Excerpts from point annotation data
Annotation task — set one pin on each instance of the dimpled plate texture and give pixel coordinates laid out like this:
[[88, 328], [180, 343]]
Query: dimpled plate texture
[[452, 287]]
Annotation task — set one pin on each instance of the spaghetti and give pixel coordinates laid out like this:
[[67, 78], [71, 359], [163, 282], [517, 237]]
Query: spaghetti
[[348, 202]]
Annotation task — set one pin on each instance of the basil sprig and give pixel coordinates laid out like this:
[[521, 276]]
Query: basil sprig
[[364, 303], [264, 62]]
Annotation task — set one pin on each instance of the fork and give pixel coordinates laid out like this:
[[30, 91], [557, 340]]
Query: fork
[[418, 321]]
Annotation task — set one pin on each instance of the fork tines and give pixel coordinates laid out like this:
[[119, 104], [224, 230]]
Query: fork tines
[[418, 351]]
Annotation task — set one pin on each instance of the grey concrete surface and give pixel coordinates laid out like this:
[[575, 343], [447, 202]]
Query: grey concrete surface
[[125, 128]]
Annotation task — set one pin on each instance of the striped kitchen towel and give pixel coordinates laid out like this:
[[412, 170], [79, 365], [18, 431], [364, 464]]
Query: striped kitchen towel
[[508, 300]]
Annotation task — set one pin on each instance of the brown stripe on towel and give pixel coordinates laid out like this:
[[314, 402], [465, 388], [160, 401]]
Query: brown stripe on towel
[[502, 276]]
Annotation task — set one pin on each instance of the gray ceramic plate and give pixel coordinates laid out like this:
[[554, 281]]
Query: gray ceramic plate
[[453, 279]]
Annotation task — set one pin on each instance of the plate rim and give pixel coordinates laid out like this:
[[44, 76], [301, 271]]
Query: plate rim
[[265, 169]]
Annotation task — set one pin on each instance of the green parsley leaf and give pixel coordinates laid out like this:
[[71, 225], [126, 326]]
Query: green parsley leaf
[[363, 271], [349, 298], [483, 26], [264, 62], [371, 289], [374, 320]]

- _PROMPT_
Reproduce every one of the records above, word for word and in the same order.

- _CORRECT OUTPUT_
Annotation task — set one pin on each instance of the dimpled plate texture and give pixel coordinates laid out like this:
[[88, 328], [180, 343]]
Query: dimpled plate texture
[[452, 287]]
Annotation task — set one pin on each instance of the spaghetti and give pixel coordinates laid out like this:
[[67, 78], [71, 359], [163, 282], [517, 237]]
Query: spaghetti
[[348, 202]]
Annotation task — set one pin on each instance of the basil sprig and give pixel coordinates laid out like this:
[[521, 276]]
Query: basil sprig
[[364, 303], [264, 62]]
Annotation task — set one pin on each instance of the fork and give pixel coordinates laid out like this:
[[30, 91], [557, 340]]
Query: fork
[[418, 321]]
Annotation task — set one pin on each instance of the fork tines and give pixel coordinates laid out like this:
[[119, 104], [224, 230]]
Query: fork tines
[[418, 351]]
Annotation task — set one pin on each instance of the grey concrete surface and give pixel coordinates laid out like this:
[[575, 343], [447, 202]]
Query: grey concrete surface
[[125, 128]]
Annotation task — set one pin on each instance of the striped kitchen towel and give pixel coordinates laid out like this:
[[412, 170], [79, 365], [18, 431], [364, 464]]
Query: striped kitchen towel
[[508, 300]]
Annotation task — set one pin on each instance of the brown stripe on towel and give pixel coordinates laid out like this:
[[314, 402], [465, 388], [160, 401]]
Query: brown stripe on towel
[[502, 276]]
Annotation task — set one pin on each instance of the gray ceramic plate and give pixel coordinates laid out like this:
[[554, 281]]
Query: gray ceramic plate
[[453, 279]]
Annotation task — set one pin on each instance of the plate rim and give pixel coordinates laid out like this:
[[44, 76], [301, 271]]
Query: plate rim
[[265, 169]]
Annotation task — set one pin on each instance of the green parsley leaf and give pixel coordinates laid out like this:
[[71, 225], [126, 326]]
Query: green parsley leaf
[[363, 271], [349, 298], [483, 26], [264, 62], [371, 289], [374, 320]]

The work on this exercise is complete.